- The problem -
Set out every line of the material below as a numbered list, leaving out any blank lines.
**********
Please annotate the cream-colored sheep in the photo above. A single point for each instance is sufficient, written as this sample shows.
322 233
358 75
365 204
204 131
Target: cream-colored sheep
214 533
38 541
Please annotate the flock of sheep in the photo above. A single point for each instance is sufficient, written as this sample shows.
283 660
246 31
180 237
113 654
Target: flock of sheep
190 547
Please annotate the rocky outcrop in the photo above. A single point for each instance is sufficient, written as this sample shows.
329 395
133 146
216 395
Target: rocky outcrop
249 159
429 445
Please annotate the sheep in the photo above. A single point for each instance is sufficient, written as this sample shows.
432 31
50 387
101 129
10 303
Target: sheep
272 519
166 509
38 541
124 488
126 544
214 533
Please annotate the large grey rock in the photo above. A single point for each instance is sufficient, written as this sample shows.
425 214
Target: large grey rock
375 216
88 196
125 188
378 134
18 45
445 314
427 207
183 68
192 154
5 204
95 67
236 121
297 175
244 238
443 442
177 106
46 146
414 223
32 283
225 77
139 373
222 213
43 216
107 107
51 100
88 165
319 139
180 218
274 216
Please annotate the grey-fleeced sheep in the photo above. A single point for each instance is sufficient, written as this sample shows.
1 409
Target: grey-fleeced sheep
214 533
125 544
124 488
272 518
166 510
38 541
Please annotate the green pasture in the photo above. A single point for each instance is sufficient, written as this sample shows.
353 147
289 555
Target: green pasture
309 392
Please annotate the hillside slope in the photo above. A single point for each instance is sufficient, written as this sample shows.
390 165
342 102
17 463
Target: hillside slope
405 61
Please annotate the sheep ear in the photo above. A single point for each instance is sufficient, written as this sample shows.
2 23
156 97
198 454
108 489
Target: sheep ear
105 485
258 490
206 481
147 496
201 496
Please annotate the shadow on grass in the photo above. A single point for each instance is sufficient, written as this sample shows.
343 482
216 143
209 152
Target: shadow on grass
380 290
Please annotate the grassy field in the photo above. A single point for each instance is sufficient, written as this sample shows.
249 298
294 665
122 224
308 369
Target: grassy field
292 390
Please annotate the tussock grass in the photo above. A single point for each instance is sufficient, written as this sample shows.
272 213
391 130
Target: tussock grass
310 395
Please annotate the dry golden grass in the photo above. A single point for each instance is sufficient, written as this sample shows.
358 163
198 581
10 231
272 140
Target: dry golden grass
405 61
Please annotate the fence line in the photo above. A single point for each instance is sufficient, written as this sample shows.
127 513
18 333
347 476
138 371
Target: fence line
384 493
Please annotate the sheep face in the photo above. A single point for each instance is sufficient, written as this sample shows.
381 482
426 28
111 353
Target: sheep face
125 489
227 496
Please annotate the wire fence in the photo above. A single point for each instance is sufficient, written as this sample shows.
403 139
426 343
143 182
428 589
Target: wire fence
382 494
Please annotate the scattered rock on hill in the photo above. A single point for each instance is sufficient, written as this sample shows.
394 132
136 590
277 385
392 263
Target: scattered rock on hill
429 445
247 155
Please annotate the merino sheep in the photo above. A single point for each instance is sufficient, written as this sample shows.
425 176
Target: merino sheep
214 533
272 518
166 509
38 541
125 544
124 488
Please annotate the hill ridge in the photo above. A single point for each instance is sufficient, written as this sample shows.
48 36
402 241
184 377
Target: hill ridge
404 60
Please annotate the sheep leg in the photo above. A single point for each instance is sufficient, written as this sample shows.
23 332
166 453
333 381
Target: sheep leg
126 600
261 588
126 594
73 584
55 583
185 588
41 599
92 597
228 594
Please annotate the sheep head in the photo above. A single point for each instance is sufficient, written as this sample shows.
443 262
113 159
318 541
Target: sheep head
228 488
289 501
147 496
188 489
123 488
**********
- Result -
1. Please annotate the cream-colored sheep in the photo above. A single point for each instance is sufficient, written as this sample shows.
2. 322 233
3. 358 75
4. 365 204
5. 204 131
6. Target: cream-colored sheep
7. 214 533
8. 38 541
9. Please annotate the flock of sheep in the photo above. A single point for each instance is sufficient, written as this sample shows.
10. 283 660
11. 246 31
12. 180 237
13. 113 654
14. Target: flock of sheep
15. 190 547
16. Please annotate the rocky outcrop in the photo above. A single point for each instance is sufficient, written as this sample shows.
17. 329 395
18. 133 146
19. 216 395
20. Target: rocky outcrop
21. 249 159
22. 429 445
23. Please annotate the sheep in the photo above. A single point for each instance is sufficient, written as this sample shows.
24. 432 31
25. 50 387
26. 101 129
27. 10 303
28. Target: sheep
29. 272 519
30. 166 509
31. 38 541
32. 124 488
33. 126 544
34. 214 533
35. Please annotate the large grey rock in the photo above. A single point for each instance is sufficient, written as this sample shows.
36. 425 214
37. Target: large grey rock
38. 375 216
39. 88 196
40. 125 188
41. 378 134
42. 18 45
43. 445 314
44. 427 207
45. 183 68
46. 192 154
47. 5 204
48. 95 67
49. 236 121
50. 297 175
51. 244 238
52. 443 442
53. 177 106
54. 46 146
55. 414 223
56. 32 283
57. 225 77
58. 139 373
59. 222 213
60. 43 216
61. 107 107
62. 51 100
63. 88 165
64. 319 139
65. 180 218
66. 274 216
67. Please annotate the grey-fleeced sheep in the photo above. A single point for each instance is sufficient, written as this sample shows.
68. 1 409
69. Target: grey-fleeced sheep
70. 214 533
71. 125 544
72. 124 488
73. 272 518
74. 166 510
75. 38 541
76. Please annotate the green pasture in the photo above. A single point for each instance is sufficient, written as this sample shows.
77. 353 147
78. 289 555
79. Target: green pasture
80. 309 392
81. Please annotate the hillside slope in the photo above. A single point for each instance is sufficient, written as this sample shows.
82. 390 165
83. 342 102
84. 17 463
85. Target: hillside slope
86. 405 61
87. Please annotate the sheep ear in the photo above. A single point for each instance is sufficient, written as this sample shows.
88. 2 23
89. 156 97
90. 198 454
91. 108 489
92. Target: sheep ear
93. 105 485
94. 258 490
95. 206 481
96. 147 496
97. 201 496
98. Please annotate the shadow on grass in the photo above. A single point for each instance is sufficient, written as this sample shows.
99. 343 482
100. 216 143
101. 209 152
102. Target: shadow on grass
103. 380 290
104. Please annotate the grassy field in the photo above. A single point for each instance is sufficient, written as this sample shows.
105. 249 298
106. 294 665
107. 122 224
108. 308 369
109. Target: grassy field
110. 292 390
111. Please annotate the tussock grass in the photo above. A single point for each instance is sufficient, written as this sample shows.
112. 272 213
113. 391 130
114. Target: tussock grass
115. 310 395
116. Please annotate the dry golden grass in the photo above. A single point for each instance is sufficient, written as this sample shows.
117. 358 163
118. 198 581
119. 10 231
120. 272 140
121. Target: dry golden grass
122. 405 61
123. Please annotate the fence line in the photo above. A single point for each instance is sufficient, written as this sample shows.
124. 127 513
125. 18 333
126. 347 476
127. 138 371
128. Target: fence line
129. 384 493
130. Please annotate the sheep face in the photo above. A single point for each instance is sufficient, written as this sample shows.
131. 381 482
132. 426 28
133. 111 353
134. Target: sheep face
135. 125 489
136. 227 496
137. Please annotate the wire fence in the photo above. A single point for each instance is sufficient, written as this sample shows.
138. 403 139
139. 426 343
140. 143 182
141. 428 589
142. Target: wire fence
143. 382 494
144. Please annotate the scattered rock on hill in the photo above. A single point for each instance is sufficient, written as this sample shows.
145. 394 132
146. 136 590
147. 277 385
148. 392 263
149. Target: scattered rock on hill
150. 429 445
151. 247 155
152. Please annotate the merino sheep in the photo above. A single point for each instance is sufficient, written as this sample shows.
153. 425 176
154. Target: merino sheep
155. 214 533
156. 272 518
157. 166 509
158. 38 541
159. 125 544
160. 124 488
161. Please annotate the hill ridge in the photo above. A single point for each instance is sufficient, written as this sample shows.
162. 48 36
163. 402 241
164. 184 377
165. Target: hill ridge
166. 404 60
167. Please annotate the sheep leg in the photo above. A single point for each instance is sufficient, written as this sample shows.
168. 23 332
169. 166 453
170. 333 381
171. Target: sheep leg
172. 126 600
173. 261 588
174. 126 594
175. 73 584
176. 55 583
177. 185 588
178. 41 599
179. 92 597
180. 228 594
181. Please annotate the sheep head in the photo above. A single point for each instance is sufficient, written as this sample shows.
182. 443 262
183. 113 159
184. 318 541
185. Target: sheep head
186. 228 488
187. 289 501
188. 147 496
189. 188 489
190. 123 488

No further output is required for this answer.